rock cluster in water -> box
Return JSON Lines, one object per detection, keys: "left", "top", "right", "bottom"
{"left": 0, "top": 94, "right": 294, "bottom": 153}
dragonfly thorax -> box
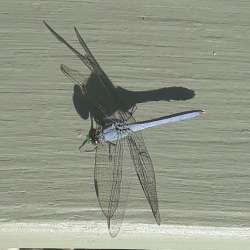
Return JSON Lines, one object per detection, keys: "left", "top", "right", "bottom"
{"left": 97, "top": 121, "right": 131, "bottom": 143}
{"left": 88, "top": 128, "right": 99, "bottom": 144}
{"left": 113, "top": 121, "right": 129, "bottom": 131}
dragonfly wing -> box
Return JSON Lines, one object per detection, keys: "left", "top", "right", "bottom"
{"left": 94, "top": 134, "right": 129, "bottom": 237}
{"left": 127, "top": 131, "right": 161, "bottom": 225}
{"left": 108, "top": 139, "right": 132, "bottom": 237}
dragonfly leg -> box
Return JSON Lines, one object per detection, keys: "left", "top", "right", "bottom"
{"left": 84, "top": 145, "right": 97, "bottom": 152}
{"left": 79, "top": 138, "right": 88, "bottom": 150}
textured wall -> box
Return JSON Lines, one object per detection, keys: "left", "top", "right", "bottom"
{"left": 0, "top": 0, "right": 250, "bottom": 247}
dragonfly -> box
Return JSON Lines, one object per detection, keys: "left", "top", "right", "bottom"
{"left": 44, "top": 21, "right": 204, "bottom": 237}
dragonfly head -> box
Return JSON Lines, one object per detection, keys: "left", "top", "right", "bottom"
{"left": 79, "top": 128, "right": 98, "bottom": 151}
{"left": 88, "top": 128, "right": 99, "bottom": 144}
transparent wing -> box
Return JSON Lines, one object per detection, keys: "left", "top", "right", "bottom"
{"left": 127, "top": 131, "right": 161, "bottom": 225}
{"left": 108, "top": 139, "right": 132, "bottom": 237}
{"left": 94, "top": 134, "right": 130, "bottom": 237}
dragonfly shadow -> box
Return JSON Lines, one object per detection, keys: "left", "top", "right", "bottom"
{"left": 43, "top": 21, "right": 194, "bottom": 124}
{"left": 73, "top": 73, "right": 195, "bottom": 122}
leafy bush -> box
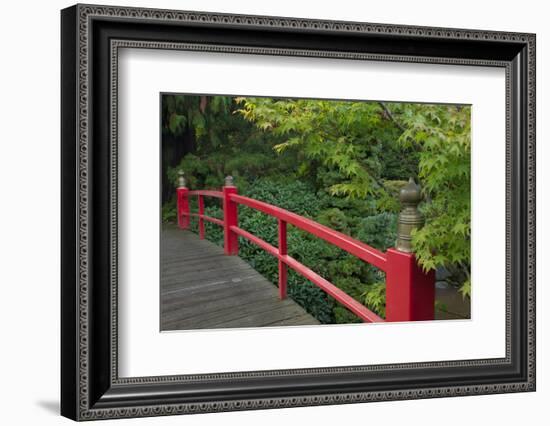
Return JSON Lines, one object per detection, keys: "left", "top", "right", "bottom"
{"left": 356, "top": 212, "right": 398, "bottom": 251}
{"left": 395, "top": 104, "right": 471, "bottom": 296}
{"left": 237, "top": 180, "right": 335, "bottom": 322}
{"left": 362, "top": 282, "right": 386, "bottom": 317}
{"left": 162, "top": 195, "right": 178, "bottom": 223}
{"left": 239, "top": 97, "right": 471, "bottom": 297}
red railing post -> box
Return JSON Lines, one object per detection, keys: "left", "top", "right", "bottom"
{"left": 198, "top": 194, "right": 205, "bottom": 239}
{"left": 385, "top": 178, "right": 435, "bottom": 322}
{"left": 176, "top": 171, "right": 189, "bottom": 229}
{"left": 278, "top": 219, "right": 288, "bottom": 299}
{"left": 385, "top": 249, "right": 435, "bottom": 321}
{"left": 222, "top": 176, "right": 239, "bottom": 255}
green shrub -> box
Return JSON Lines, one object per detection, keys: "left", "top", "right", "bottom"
{"left": 162, "top": 195, "right": 178, "bottom": 223}
{"left": 356, "top": 212, "right": 398, "bottom": 250}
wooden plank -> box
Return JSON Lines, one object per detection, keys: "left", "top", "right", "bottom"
{"left": 160, "top": 225, "right": 319, "bottom": 330}
{"left": 163, "top": 290, "right": 302, "bottom": 322}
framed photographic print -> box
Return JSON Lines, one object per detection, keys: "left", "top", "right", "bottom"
{"left": 61, "top": 3, "right": 536, "bottom": 421}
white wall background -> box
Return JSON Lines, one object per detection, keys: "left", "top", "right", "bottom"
{"left": 0, "top": 0, "right": 546, "bottom": 424}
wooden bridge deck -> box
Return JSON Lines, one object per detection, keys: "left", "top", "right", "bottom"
{"left": 160, "top": 224, "right": 320, "bottom": 331}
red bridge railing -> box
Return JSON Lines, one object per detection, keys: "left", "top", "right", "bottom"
{"left": 176, "top": 174, "right": 435, "bottom": 323}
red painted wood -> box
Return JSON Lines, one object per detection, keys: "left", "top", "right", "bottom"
{"left": 179, "top": 186, "right": 434, "bottom": 323}
{"left": 176, "top": 187, "right": 189, "bottom": 229}
{"left": 230, "top": 226, "right": 279, "bottom": 257}
{"left": 198, "top": 195, "right": 205, "bottom": 239}
{"left": 202, "top": 216, "right": 224, "bottom": 227}
{"left": 188, "top": 190, "right": 223, "bottom": 198}
{"left": 283, "top": 255, "right": 383, "bottom": 322}
{"left": 230, "top": 194, "right": 387, "bottom": 270}
{"left": 230, "top": 225, "right": 382, "bottom": 322}
{"left": 222, "top": 185, "right": 239, "bottom": 255}
{"left": 278, "top": 219, "right": 288, "bottom": 300}
{"left": 385, "top": 248, "right": 435, "bottom": 322}
{"left": 188, "top": 213, "right": 223, "bottom": 227}
{"left": 182, "top": 190, "right": 225, "bottom": 234}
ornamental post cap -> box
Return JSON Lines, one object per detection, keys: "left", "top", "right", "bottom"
{"left": 399, "top": 177, "right": 422, "bottom": 206}
{"left": 224, "top": 175, "right": 234, "bottom": 186}
{"left": 177, "top": 171, "right": 186, "bottom": 188}
{"left": 396, "top": 177, "right": 424, "bottom": 253}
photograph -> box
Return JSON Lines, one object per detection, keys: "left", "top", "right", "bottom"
{"left": 160, "top": 94, "right": 471, "bottom": 331}
{"left": 58, "top": 3, "right": 535, "bottom": 420}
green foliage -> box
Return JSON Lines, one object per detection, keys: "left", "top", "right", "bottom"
{"left": 458, "top": 278, "right": 471, "bottom": 300}
{"left": 435, "top": 300, "right": 449, "bottom": 313}
{"left": 356, "top": 212, "right": 398, "bottom": 251}
{"left": 162, "top": 95, "right": 234, "bottom": 141}
{"left": 237, "top": 180, "right": 335, "bottom": 323}
{"left": 391, "top": 104, "right": 471, "bottom": 296}
{"left": 162, "top": 196, "right": 177, "bottom": 223}
{"left": 287, "top": 274, "right": 334, "bottom": 324}
{"left": 376, "top": 179, "right": 408, "bottom": 213}
{"left": 361, "top": 282, "right": 386, "bottom": 317}
{"left": 162, "top": 94, "right": 472, "bottom": 323}
{"left": 316, "top": 208, "right": 352, "bottom": 235}
{"left": 379, "top": 139, "right": 420, "bottom": 180}
{"left": 237, "top": 98, "right": 411, "bottom": 199}
{"left": 239, "top": 97, "right": 471, "bottom": 296}
{"left": 167, "top": 154, "right": 209, "bottom": 189}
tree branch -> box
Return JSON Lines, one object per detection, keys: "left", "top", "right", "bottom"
{"left": 378, "top": 102, "right": 406, "bottom": 132}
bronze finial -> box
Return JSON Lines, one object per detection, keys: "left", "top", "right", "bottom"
{"left": 224, "top": 175, "right": 234, "bottom": 187}
{"left": 177, "top": 171, "right": 186, "bottom": 188}
{"left": 396, "top": 177, "right": 424, "bottom": 252}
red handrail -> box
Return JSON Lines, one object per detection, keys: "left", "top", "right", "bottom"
{"left": 230, "top": 194, "right": 388, "bottom": 271}
{"left": 227, "top": 194, "right": 384, "bottom": 322}
{"left": 181, "top": 190, "right": 224, "bottom": 240}
{"left": 178, "top": 187, "right": 383, "bottom": 322}
{"left": 176, "top": 182, "right": 435, "bottom": 323}
{"left": 189, "top": 190, "right": 223, "bottom": 199}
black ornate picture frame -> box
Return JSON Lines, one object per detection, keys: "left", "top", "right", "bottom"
{"left": 61, "top": 4, "right": 536, "bottom": 421}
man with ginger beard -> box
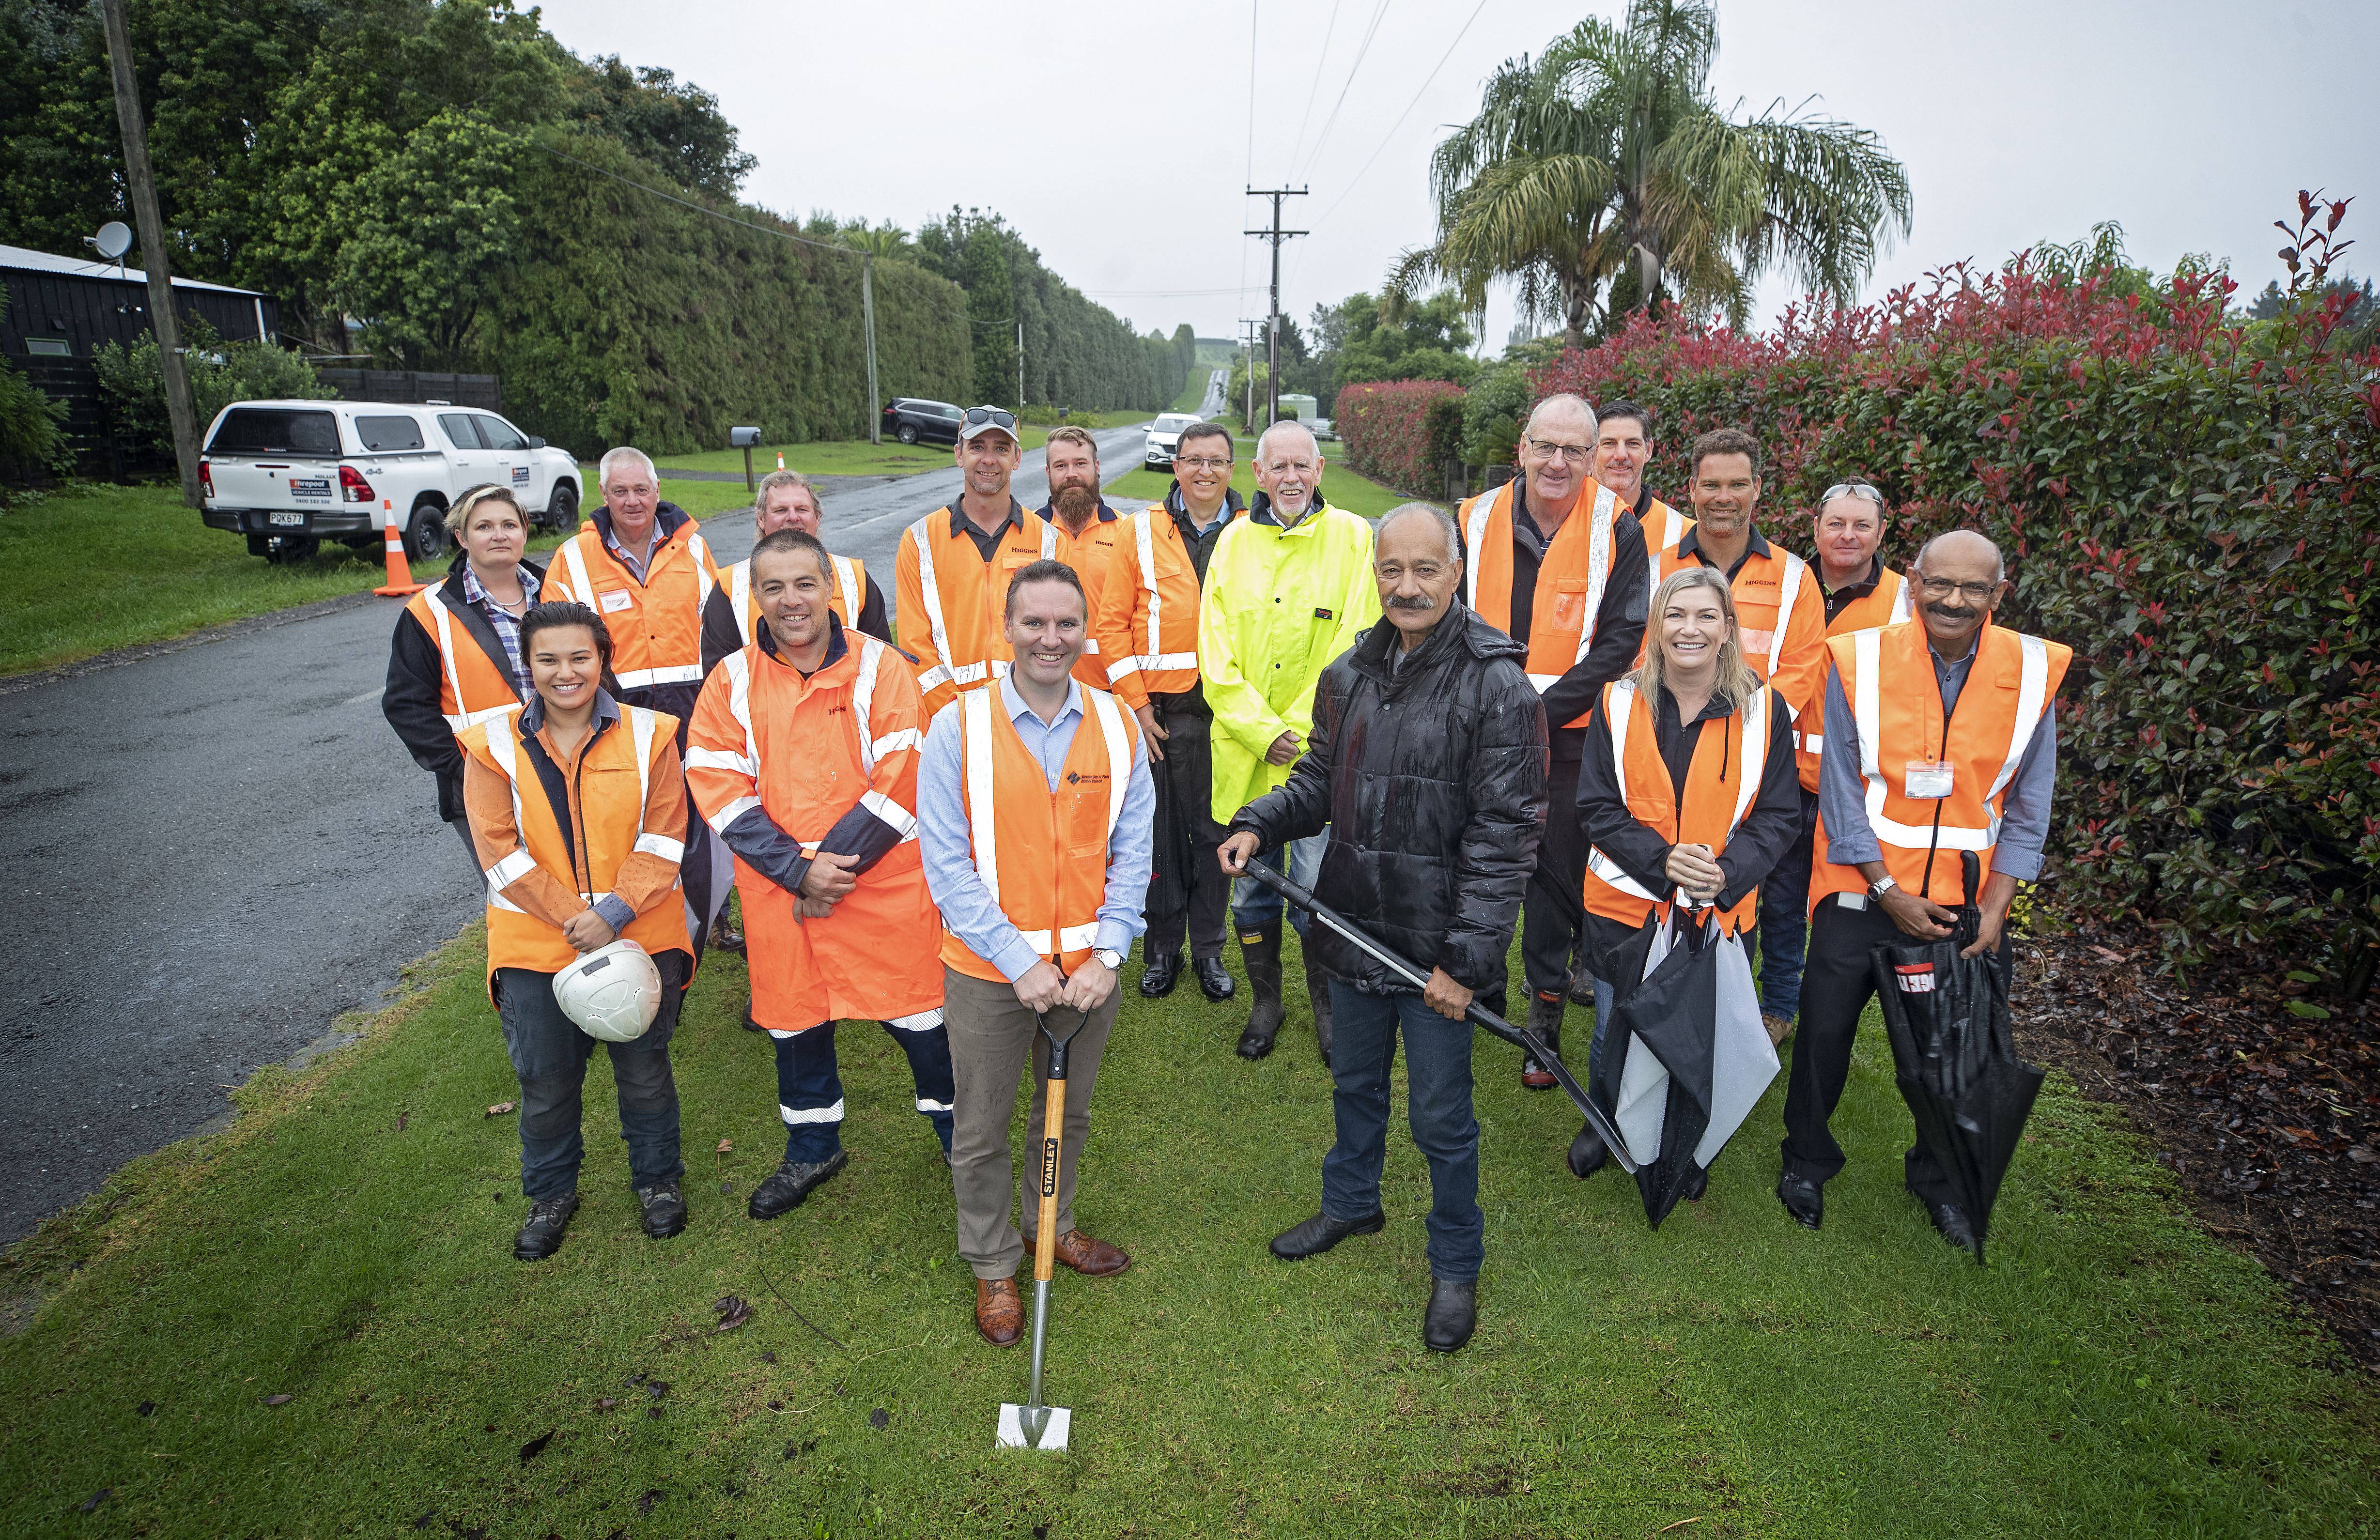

### Work to complete
A word-for-word copy of the records is needed, one that contains no pictures.

### Expected answer
rock cluster in water -> box
Return JSON Lines, one object per detection, keys: "left", "top", "right", "bottom"
{"left": 0, "top": 94, "right": 294, "bottom": 153}
dragonfly thorax -> box
Return JSON Lines, one object per detection, keys: "left", "top", "right", "bottom"
{"left": 97, "top": 121, "right": 131, "bottom": 143}
{"left": 88, "top": 128, "right": 99, "bottom": 144}
{"left": 113, "top": 121, "right": 129, "bottom": 131}
dragonfly wing -> box
Return JSON Lines, one object per detection, keys: "left", "top", "right", "bottom"
{"left": 94, "top": 134, "right": 129, "bottom": 237}
{"left": 127, "top": 131, "right": 161, "bottom": 225}
{"left": 108, "top": 139, "right": 132, "bottom": 237}
dragonfly leg -> box
Return JSON Lines, one object per detection, keys: "left", "top", "right", "bottom"
{"left": 84, "top": 145, "right": 97, "bottom": 152}
{"left": 79, "top": 138, "right": 88, "bottom": 150}
textured wall -> box
Return JSON Lines, one object per detection, keys: "left", "top", "right", "bottom"
{"left": 0, "top": 0, "right": 250, "bottom": 247}
dragonfly -> box
Return JSON Lines, one object per detection, keys: "left", "top", "right", "bottom"
{"left": 44, "top": 21, "right": 204, "bottom": 237}
dragonfly head -> box
Return JSON Lines, one object per detection, keys: "left", "top", "right", "bottom"
{"left": 79, "top": 128, "right": 98, "bottom": 151}
{"left": 88, "top": 128, "right": 99, "bottom": 144}
transparent wing -> box
Return JSON Lines, one object per detection, keys: "left", "top", "right", "bottom"
{"left": 127, "top": 131, "right": 161, "bottom": 225}
{"left": 108, "top": 139, "right": 132, "bottom": 237}
{"left": 94, "top": 134, "right": 130, "bottom": 237}
dragonfly shadow -> box
Return JSON Lines, one object per detection, keys: "left", "top", "right", "bottom"
{"left": 43, "top": 21, "right": 194, "bottom": 124}
{"left": 73, "top": 73, "right": 195, "bottom": 122}
leafy bush -> box
Return JSON Lines, one object per detection, keys: "left", "top", "right", "bottom"
{"left": 356, "top": 212, "right": 398, "bottom": 251}
{"left": 395, "top": 104, "right": 471, "bottom": 296}
{"left": 237, "top": 180, "right": 335, "bottom": 322}
{"left": 362, "top": 282, "right": 386, "bottom": 317}
{"left": 162, "top": 195, "right": 178, "bottom": 223}
{"left": 239, "top": 97, "right": 471, "bottom": 297}
red railing post -> box
Return JSON Lines, one object per detection, keys: "left", "top", "right", "bottom"
{"left": 198, "top": 194, "right": 205, "bottom": 239}
{"left": 385, "top": 178, "right": 435, "bottom": 322}
{"left": 176, "top": 171, "right": 189, "bottom": 229}
{"left": 278, "top": 219, "right": 288, "bottom": 299}
{"left": 385, "top": 249, "right": 435, "bottom": 321}
{"left": 222, "top": 176, "right": 239, "bottom": 255}
green shrub -> box
Return JSON Lines, one object per detection, keys: "left", "top", "right", "bottom"
{"left": 162, "top": 195, "right": 178, "bottom": 223}
{"left": 356, "top": 212, "right": 398, "bottom": 250}
wooden plank -> box
Return JSON Lines, one object per detection, keys: "left", "top", "right", "bottom"
{"left": 160, "top": 225, "right": 319, "bottom": 330}
{"left": 163, "top": 290, "right": 302, "bottom": 322}
framed photographic print -> box
Return JSON Lines, one object per detection, keys: "left", "top", "right", "bottom"
{"left": 61, "top": 3, "right": 536, "bottom": 421}
white wall background -> box
Return JSON Lines, one object per detection, keys: "left", "top", "right", "bottom"
{"left": 0, "top": 0, "right": 546, "bottom": 424}
wooden bridge deck -> box
Return JSON Lines, one object per detection, keys: "left", "top", "right", "bottom"
{"left": 160, "top": 224, "right": 320, "bottom": 331}
red bridge railing -> box
Return JSON Lines, one object per detection, keys: "left", "top", "right", "bottom"
{"left": 176, "top": 174, "right": 435, "bottom": 323}
red painted wood -> box
Return JSON Lines, one object per detection, keys: "left", "top", "right", "bottom"
{"left": 179, "top": 186, "right": 434, "bottom": 323}
{"left": 176, "top": 187, "right": 189, "bottom": 229}
{"left": 230, "top": 226, "right": 279, "bottom": 257}
{"left": 198, "top": 195, "right": 205, "bottom": 239}
{"left": 202, "top": 216, "right": 224, "bottom": 227}
{"left": 188, "top": 190, "right": 223, "bottom": 198}
{"left": 283, "top": 255, "right": 383, "bottom": 322}
{"left": 230, "top": 194, "right": 387, "bottom": 270}
{"left": 230, "top": 225, "right": 382, "bottom": 322}
{"left": 222, "top": 185, "right": 239, "bottom": 255}
{"left": 278, "top": 219, "right": 288, "bottom": 300}
{"left": 385, "top": 248, "right": 435, "bottom": 322}
{"left": 188, "top": 213, "right": 223, "bottom": 227}
{"left": 182, "top": 190, "right": 225, "bottom": 234}
ornamental post cap -> box
Return JSON Lines, one object per detection, keys: "left", "top", "right", "bottom"
{"left": 399, "top": 177, "right": 422, "bottom": 206}
{"left": 224, "top": 175, "right": 234, "bottom": 186}
{"left": 177, "top": 171, "right": 186, "bottom": 188}
{"left": 396, "top": 177, "right": 424, "bottom": 253}
photograph -> box
Return JSON Lines, one object per detection, keys: "left", "top", "right", "bottom"
{"left": 160, "top": 94, "right": 471, "bottom": 331}
{"left": 58, "top": 3, "right": 535, "bottom": 420}
green foliage -> box
Return JSON Lines, one object per detection, keys: "left", "top", "right", "bottom"
{"left": 458, "top": 278, "right": 471, "bottom": 300}
{"left": 435, "top": 300, "right": 449, "bottom": 313}
{"left": 356, "top": 212, "right": 398, "bottom": 251}
{"left": 162, "top": 95, "right": 234, "bottom": 141}
{"left": 237, "top": 180, "right": 335, "bottom": 323}
{"left": 391, "top": 104, "right": 471, "bottom": 296}
{"left": 162, "top": 196, "right": 177, "bottom": 223}
{"left": 287, "top": 274, "right": 334, "bottom": 324}
{"left": 376, "top": 179, "right": 408, "bottom": 213}
{"left": 361, "top": 282, "right": 386, "bottom": 317}
{"left": 162, "top": 94, "right": 472, "bottom": 323}
{"left": 316, "top": 208, "right": 352, "bottom": 235}
{"left": 379, "top": 139, "right": 420, "bottom": 180}
{"left": 237, "top": 98, "right": 411, "bottom": 199}
{"left": 239, "top": 97, "right": 471, "bottom": 296}
{"left": 167, "top": 154, "right": 209, "bottom": 189}
tree branch -> box
Return JSON Lines, one object per detection, keys: "left", "top", "right", "bottom"
{"left": 378, "top": 102, "right": 406, "bottom": 132}
bronze finial -> box
Return JSON Lines, one object per detection, keys: "left", "top", "right", "bottom"
{"left": 224, "top": 175, "right": 234, "bottom": 187}
{"left": 177, "top": 171, "right": 186, "bottom": 188}
{"left": 396, "top": 177, "right": 424, "bottom": 252}
red handrail -> box
Return JSON Lines, one object per detection, keys: "left", "top", "right", "bottom"
{"left": 230, "top": 194, "right": 388, "bottom": 271}
{"left": 227, "top": 194, "right": 384, "bottom": 322}
{"left": 181, "top": 190, "right": 224, "bottom": 240}
{"left": 178, "top": 187, "right": 383, "bottom": 322}
{"left": 176, "top": 182, "right": 435, "bottom": 323}
{"left": 189, "top": 190, "right": 223, "bottom": 199}
black ornate picture frame -> box
Return JSON Lines, one object per detection, keys: "left", "top", "right", "bottom"
{"left": 61, "top": 4, "right": 536, "bottom": 421}
man with ginger beard -> box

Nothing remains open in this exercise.